(TAREFA PROPOSTA): Prolongue o texto sobre a ordem de retirada das bandeiras palestinas em Israel, começando logo após a última frase do excerto abaixo.

(EXCERTO):
Há pouco mais de uma década, a bandeira palestina estava pendurada ao lado das bandeiras israelense e americana na residência do primeiro-ministro israelense, quando Benjamin Netanyahu e o presidente da Autoridade Palestina, Mahmoud Abbas, compartilharam um aperto de mão histórico.
Hoje, Netanyahu está de volta ao poder e Abbas nunca saiu, mas muitas outras coisas mudaram, incluindo a atitude de Israel em relação à bandeira palestina.
Neste mês, o novo ministro da Segurança Nacional de Israel, Itamar Ben Gvir, ordenou à polícia que retirasse as bandeiras palestinas em qualquer local público em Israel, alegando que elas são um símbolo de mobilização para terroristas. E um artista se sentiu forçado a responder ao decreto de Ben Gvir.
Assim que soube da ordem do ministro, o artista visual de Tel Aviv, Michael Rozanov, desenhou-se com as cores da bandeira palestina e fez da obra de arte sua foto de perfil no Facebook.

(TRECHO DA LISTAGEM):

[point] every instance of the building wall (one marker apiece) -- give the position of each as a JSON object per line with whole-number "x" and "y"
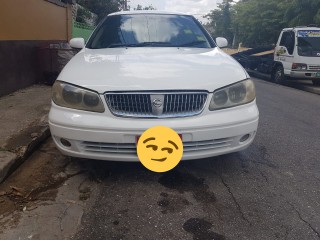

(RESPOSTA):
“É ridículo, você quer derrubar bandeiras? E se eu fosse uma bandeira, o que você faria? Você me retiraria porque estou usando certas cores?”, disse Rozanov, conhecido como Mysh. “Então eu desenhei esta ilustração que me levou 10 minutos”.
Ele não esperava atrair muita atenção, mas dezenas de israelenses se juntaram a Mysh, pedindo-lhe para desenhar suas fotos de perfil com a bandeira palestina na esperança de causar algum impacto.
“E então pensei, sim, seria bom oferecer a outras pessoas para participar. Porque gosto de desenhar e gosto de começar algo online”, disse Mysh à CNN.
Ele também desenhou Ben Gvir vestido com as cores da bandeira palestina, até o kippa, o gorro usado pelos judeus religiosos.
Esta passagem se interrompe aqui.